• [YOUR OBJECTIVE] Reproduce the listing in full. Keep every character unchanged.

(SUPPLIED MATERIAL begins)

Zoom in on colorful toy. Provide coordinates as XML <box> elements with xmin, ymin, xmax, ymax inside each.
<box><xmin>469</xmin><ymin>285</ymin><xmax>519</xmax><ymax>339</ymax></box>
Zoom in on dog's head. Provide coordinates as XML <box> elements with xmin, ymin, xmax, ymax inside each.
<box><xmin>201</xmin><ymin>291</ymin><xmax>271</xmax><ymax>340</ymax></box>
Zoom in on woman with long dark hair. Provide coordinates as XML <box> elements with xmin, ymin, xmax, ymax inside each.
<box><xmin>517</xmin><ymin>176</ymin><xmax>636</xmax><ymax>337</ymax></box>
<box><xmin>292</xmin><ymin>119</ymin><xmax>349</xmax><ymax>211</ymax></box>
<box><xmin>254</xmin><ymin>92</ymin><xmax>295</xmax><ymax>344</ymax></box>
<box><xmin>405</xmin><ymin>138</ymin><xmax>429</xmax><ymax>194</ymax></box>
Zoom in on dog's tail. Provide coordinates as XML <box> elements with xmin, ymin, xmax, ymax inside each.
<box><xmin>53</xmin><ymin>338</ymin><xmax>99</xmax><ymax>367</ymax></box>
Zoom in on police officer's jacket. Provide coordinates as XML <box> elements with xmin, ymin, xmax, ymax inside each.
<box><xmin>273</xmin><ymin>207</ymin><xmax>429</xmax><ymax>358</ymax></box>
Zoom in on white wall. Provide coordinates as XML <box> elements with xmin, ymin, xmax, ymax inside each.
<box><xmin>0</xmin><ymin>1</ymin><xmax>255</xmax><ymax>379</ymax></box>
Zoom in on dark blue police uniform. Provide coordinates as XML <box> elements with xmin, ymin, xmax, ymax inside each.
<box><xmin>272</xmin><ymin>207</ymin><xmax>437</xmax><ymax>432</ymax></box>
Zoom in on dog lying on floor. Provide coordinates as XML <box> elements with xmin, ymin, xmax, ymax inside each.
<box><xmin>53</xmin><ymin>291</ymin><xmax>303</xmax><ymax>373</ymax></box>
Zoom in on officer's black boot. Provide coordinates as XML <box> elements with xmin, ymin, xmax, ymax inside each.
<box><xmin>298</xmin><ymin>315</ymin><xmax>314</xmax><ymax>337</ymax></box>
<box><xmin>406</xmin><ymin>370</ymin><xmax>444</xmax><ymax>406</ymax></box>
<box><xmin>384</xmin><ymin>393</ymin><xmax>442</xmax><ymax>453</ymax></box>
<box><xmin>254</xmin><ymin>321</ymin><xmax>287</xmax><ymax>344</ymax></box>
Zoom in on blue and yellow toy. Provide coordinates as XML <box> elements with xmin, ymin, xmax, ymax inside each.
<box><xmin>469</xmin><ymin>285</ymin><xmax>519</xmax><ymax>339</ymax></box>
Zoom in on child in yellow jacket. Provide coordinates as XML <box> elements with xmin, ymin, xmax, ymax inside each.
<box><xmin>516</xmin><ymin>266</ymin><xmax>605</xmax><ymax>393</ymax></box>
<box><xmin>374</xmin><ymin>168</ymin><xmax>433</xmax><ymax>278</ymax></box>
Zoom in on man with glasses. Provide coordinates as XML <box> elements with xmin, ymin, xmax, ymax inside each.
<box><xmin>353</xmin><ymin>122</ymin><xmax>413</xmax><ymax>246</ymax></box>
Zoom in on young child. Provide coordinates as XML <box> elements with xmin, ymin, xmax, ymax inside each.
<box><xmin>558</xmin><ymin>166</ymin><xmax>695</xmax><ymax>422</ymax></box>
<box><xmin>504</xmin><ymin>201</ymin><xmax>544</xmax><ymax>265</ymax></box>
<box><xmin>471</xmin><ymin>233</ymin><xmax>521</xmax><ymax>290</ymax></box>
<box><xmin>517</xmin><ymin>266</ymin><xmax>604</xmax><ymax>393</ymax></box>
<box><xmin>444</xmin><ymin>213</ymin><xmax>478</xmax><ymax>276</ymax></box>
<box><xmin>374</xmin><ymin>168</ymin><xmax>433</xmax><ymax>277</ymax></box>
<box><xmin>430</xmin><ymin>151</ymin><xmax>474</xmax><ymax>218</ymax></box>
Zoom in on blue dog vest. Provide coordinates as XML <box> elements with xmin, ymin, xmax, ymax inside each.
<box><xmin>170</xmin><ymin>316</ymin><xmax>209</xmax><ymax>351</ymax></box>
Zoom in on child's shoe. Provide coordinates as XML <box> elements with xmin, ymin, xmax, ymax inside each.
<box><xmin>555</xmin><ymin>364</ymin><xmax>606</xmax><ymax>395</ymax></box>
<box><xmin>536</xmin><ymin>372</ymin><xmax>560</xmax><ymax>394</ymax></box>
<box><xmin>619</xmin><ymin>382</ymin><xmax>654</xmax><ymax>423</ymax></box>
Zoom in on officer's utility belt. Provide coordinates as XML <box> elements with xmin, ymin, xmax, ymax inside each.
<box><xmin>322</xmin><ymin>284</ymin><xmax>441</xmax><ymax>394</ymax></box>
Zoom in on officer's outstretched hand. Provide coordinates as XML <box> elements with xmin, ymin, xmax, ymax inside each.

(SUPPLIED MATERIAL ends)

• [REPLY]
Zoom in on colorful toy. Provide coordinates as XML <box> elements with xmin, ymin, xmax, ymax inside each.
<box><xmin>469</xmin><ymin>285</ymin><xmax>519</xmax><ymax>339</ymax></box>
Zoom in on dog's head. Provide coordinates as XML <box> elements with xmin, ymin, xmax, ymax inside each.
<box><xmin>201</xmin><ymin>291</ymin><xmax>271</xmax><ymax>340</ymax></box>
Zoom in on woman with long dark hair. Provide coordinates as XML <box> elements with xmin, ymin, xmax, ymax inside each.
<box><xmin>517</xmin><ymin>176</ymin><xmax>636</xmax><ymax>337</ymax></box>
<box><xmin>292</xmin><ymin>119</ymin><xmax>349</xmax><ymax>211</ymax></box>
<box><xmin>254</xmin><ymin>92</ymin><xmax>295</xmax><ymax>344</ymax></box>
<box><xmin>405</xmin><ymin>138</ymin><xmax>429</xmax><ymax>194</ymax></box>
Zoom in on dog's tail. Provide coordinates as XML <box> elements with xmin, ymin, xmax, ymax inside each.
<box><xmin>53</xmin><ymin>338</ymin><xmax>99</xmax><ymax>367</ymax></box>
Zoom in on police officer's jacket. Provide coordinates as XML <box> elements with xmin, ymin, xmax, ymax inside each.
<box><xmin>273</xmin><ymin>207</ymin><xmax>429</xmax><ymax>358</ymax></box>
Zoom in on white wall. Provide coordinates as XML <box> elements with xmin, ymin, xmax, ymax inside each.
<box><xmin>0</xmin><ymin>1</ymin><xmax>255</xmax><ymax>379</ymax></box>
Zoom in on dark blue police uniform. Provide coordinates as XML <box> elements with xmin, ymin, xmax, ymax inside each.
<box><xmin>272</xmin><ymin>207</ymin><xmax>437</xmax><ymax>432</ymax></box>
Zoom in on dog lying on floor. Provide coordinates as XML <box> elements with xmin, ymin, xmax, ymax inside each.
<box><xmin>53</xmin><ymin>291</ymin><xmax>303</xmax><ymax>373</ymax></box>
Zoom in on officer's black boot. Provide coordinates as XML <box> elements with xmin, ymin, xmax, ymax inside each.
<box><xmin>298</xmin><ymin>315</ymin><xmax>314</xmax><ymax>337</ymax></box>
<box><xmin>406</xmin><ymin>370</ymin><xmax>444</xmax><ymax>406</ymax></box>
<box><xmin>384</xmin><ymin>393</ymin><xmax>442</xmax><ymax>453</ymax></box>
<box><xmin>254</xmin><ymin>321</ymin><xmax>287</xmax><ymax>344</ymax></box>
Zoom in on blue and yellow toy. Provide coordinates as XML <box> elements with xmin, ymin, xmax, ymax inside each.
<box><xmin>469</xmin><ymin>285</ymin><xmax>519</xmax><ymax>339</ymax></box>
Zoom in on child in yellow jacket. Provide coordinates as XML <box> elements with xmin, ymin, xmax, ymax inside each.
<box><xmin>516</xmin><ymin>266</ymin><xmax>605</xmax><ymax>393</ymax></box>
<box><xmin>374</xmin><ymin>168</ymin><xmax>433</xmax><ymax>278</ymax></box>
Zoom in on man with glasses. Provide coordinates as XML <box> elements with xmin, ymin, xmax, ymax inside each.
<box><xmin>353</xmin><ymin>122</ymin><xmax>413</xmax><ymax>246</ymax></box>
Zoom in on young child. Provide coordinates as XML <box> elements with xmin, ymin, xmax, ymax inside each.
<box><xmin>558</xmin><ymin>166</ymin><xmax>695</xmax><ymax>422</ymax></box>
<box><xmin>504</xmin><ymin>201</ymin><xmax>544</xmax><ymax>265</ymax></box>
<box><xmin>471</xmin><ymin>233</ymin><xmax>521</xmax><ymax>290</ymax></box>
<box><xmin>517</xmin><ymin>266</ymin><xmax>604</xmax><ymax>393</ymax></box>
<box><xmin>444</xmin><ymin>213</ymin><xmax>478</xmax><ymax>276</ymax></box>
<box><xmin>374</xmin><ymin>168</ymin><xmax>433</xmax><ymax>277</ymax></box>
<box><xmin>430</xmin><ymin>151</ymin><xmax>474</xmax><ymax>218</ymax></box>
Zoom in on blue dog vest. Provide coordinates as XML <box> elements with xmin, ymin, xmax, ymax inside each.
<box><xmin>170</xmin><ymin>316</ymin><xmax>209</xmax><ymax>351</ymax></box>
Zoom in on child's shoe. Provide coordinates as XML <box> elements with xmin, ymin, xmax, ymax inside each.
<box><xmin>555</xmin><ymin>364</ymin><xmax>606</xmax><ymax>395</ymax></box>
<box><xmin>536</xmin><ymin>372</ymin><xmax>560</xmax><ymax>394</ymax></box>
<box><xmin>619</xmin><ymin>382</ymin><xmax>654</xmax><ymax>423</ymax></box>
Zoom in on officer's utility belt. Provide coordinates as XML <box> elements with xmin, ymin, xmax, ymax inside each.
<box><xmin>322</xmin><ymin>284</ymin><xmax>441</xmax><ymax>394</ymax></box>
Zoom in on officer's outstretched hand. Provide coordinates as XML <box> elements with xmin, ymin, xmax, ymax inside each.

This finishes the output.